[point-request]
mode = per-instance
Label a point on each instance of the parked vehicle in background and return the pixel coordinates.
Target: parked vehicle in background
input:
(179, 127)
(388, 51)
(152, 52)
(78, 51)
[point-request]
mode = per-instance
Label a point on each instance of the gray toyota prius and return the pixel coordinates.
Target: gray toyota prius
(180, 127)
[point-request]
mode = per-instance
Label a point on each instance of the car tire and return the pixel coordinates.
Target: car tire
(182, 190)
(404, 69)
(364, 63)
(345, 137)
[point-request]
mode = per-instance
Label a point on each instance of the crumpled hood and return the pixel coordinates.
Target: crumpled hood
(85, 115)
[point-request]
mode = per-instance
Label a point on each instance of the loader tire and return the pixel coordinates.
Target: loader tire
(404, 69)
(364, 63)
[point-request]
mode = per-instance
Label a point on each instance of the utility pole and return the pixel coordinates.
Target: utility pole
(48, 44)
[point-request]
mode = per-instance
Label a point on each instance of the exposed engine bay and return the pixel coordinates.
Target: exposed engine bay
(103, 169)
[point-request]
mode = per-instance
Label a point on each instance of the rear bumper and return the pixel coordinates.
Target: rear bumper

# # # # #

» Directions: Above are the records; copy all of them exactly.

» In response:
[point-request]
mode = per-instance
Label a point on each instance of the parked vehicle in background and return the pixel coordinates.
Target: parked vehicle in background
input:
(179, 127)
(388, 51)
(152, 52)
(78, 51)
[point-request]
mode = per-instance
Label a point on each instance of the gray toyota prius and return the pixel coordinates.
Target: gray toyota prius
(180, 127)
[point-request]
mode = per-instance
Label a point on each instance of the car tire and return the pixel coordinates.
Target: car tire
(182, 190)
(404, 69)
(364, 63)
(345, 137)
[point-request]
mode = per-instance
Label a point on each instance of the crumpled hood and return the pixel coordinates.
Target: crumpled hood
(85, 115)
[point-request]
mode = per-instance
Label a point on each instance of the loader tire and return the pixel coordinates.
Target: loader tire
(404, 69)
(364, 63)
[point-request]
mode = per-instance
Label a point on each instance of the utility pole and return the pixel coordinates.
Target: utility pole
(48, 44)
[point-request]
mode = per-instance
Label a point on each instance of the exposed engine bay and return the pixel coordinates.
Target: exposed engine bay
(103, 169)
[point-request]
mode = per-instance
Label a point on each instance of the rear bumper and return the pixel coordinates.
Target: rear bumper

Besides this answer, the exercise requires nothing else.